> **DIRECTIONS FOR THIS TASK**
Each record is to be written out exactly as it appears.

> **EXTRACTED RECORDS**
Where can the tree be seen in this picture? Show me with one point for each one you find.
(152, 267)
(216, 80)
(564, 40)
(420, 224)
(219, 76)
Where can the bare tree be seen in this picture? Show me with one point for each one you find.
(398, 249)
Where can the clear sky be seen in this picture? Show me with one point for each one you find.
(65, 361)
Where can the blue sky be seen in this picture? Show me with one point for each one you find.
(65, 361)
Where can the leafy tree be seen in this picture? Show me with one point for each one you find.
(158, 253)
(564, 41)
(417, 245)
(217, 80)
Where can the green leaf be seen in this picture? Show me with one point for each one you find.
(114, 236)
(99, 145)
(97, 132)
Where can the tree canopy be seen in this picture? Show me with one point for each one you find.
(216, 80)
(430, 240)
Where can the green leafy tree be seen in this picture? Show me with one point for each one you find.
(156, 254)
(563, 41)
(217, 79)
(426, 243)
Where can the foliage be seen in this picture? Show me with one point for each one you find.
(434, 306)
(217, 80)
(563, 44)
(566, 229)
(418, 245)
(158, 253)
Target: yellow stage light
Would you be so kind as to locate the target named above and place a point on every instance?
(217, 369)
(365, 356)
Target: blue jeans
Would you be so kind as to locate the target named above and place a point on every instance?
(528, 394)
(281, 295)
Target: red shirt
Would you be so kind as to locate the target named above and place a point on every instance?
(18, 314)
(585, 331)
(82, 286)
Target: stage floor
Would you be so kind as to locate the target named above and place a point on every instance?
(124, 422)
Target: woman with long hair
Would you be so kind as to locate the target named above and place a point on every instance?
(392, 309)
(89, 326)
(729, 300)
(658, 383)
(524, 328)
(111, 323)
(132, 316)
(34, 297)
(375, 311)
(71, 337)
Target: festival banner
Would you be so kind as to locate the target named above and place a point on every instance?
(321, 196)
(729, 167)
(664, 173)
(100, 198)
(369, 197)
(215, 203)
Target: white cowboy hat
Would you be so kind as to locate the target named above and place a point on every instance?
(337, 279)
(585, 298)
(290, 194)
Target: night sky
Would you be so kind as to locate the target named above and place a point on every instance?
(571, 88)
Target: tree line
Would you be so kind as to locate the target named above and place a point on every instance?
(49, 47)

> **EXERCISE OUTPUT**
Where can the tree be seen in this picture? Show me with one point for each one you find.
(152, 267)
(216, 80)
(564, 40)
(420, 224)
(219, 76)
Where can the bare tree be seen in this picture? Show me with one point for each one you find.
(398, 249)
Where can the clear sky be seen in this picture? Show me with one point for each one you find.
(65, 361)
Where can the blue sky be seen in this picture? Show me with one point for each one you find.
(65, 361)
Where can the leafy tree be seen in this picture? Show me with one point for each one you find.
(158, 253)
(564, 41)
(417, 245)
(217, 80)
Where can the green leaf be seen in this picture? Show me with one point for each one you find.
(114, 236)
(99, 145)
(97, 132)
Where can the tree canopy be seen in this picture? Show me with one point for each one you find.
(216, 80)
(430, 240)
Where can the green leafy tree be seen in this picture? Show me with one point for each one you find.
(156, 254)
(563, 41)
(217, 79)
(426, 243)
Where can the foliage be seen in this picture? Show me with one point for each one you find.
(434, 306)
(217, 80)
(563, 44)
(566, 229)
(418, 245)
(158, 253)
Target: yellow stage light
Would you be so kind as to locate the target named above and place a point on every instance?
(217, 369)
(365, 356)
Target: blue jeans
Would you be so kind as to locate the target named above and place a point on every instance?
(528, 394)
(281, 295)
Target: red shirt
Would you be so kind as to locate the target named above and place a point on every instance?
(18, 314)
(585, 331)
(82, 286)
Target: stage floor
Would you be so kind as to locate the target named above and place a point on every instance?
(124, 422)
Target: woman with long hair
Would you be so kind as to locate the target named above and place a point on every instance?
(392, 309)
(89, 326)
(729, 300)
(658, 383)
(524, 328)
(111, 323)
(132, 316)
(34, 297)
(375, 311)
(71, 337)
Target: festival banner
Would you be so kind as to locate the target named above and place a point on every instance?
(321, 196)
(729, 167)
(664, 173)
(100, 198)
(369, 197)
(215, 203)
Target: white cowboy hat
Would you be so kind as to locate the target named above and place a point on every instance?
(337, 279)
(585, 298)
(290, 194)
Target: night sky
Would you be so kind as to locate the target named above and place a point on every instance?
(571, 88)
Target: tree line
Would you be so kind as to locate the target named above and place a point on every instance?
(49, 47)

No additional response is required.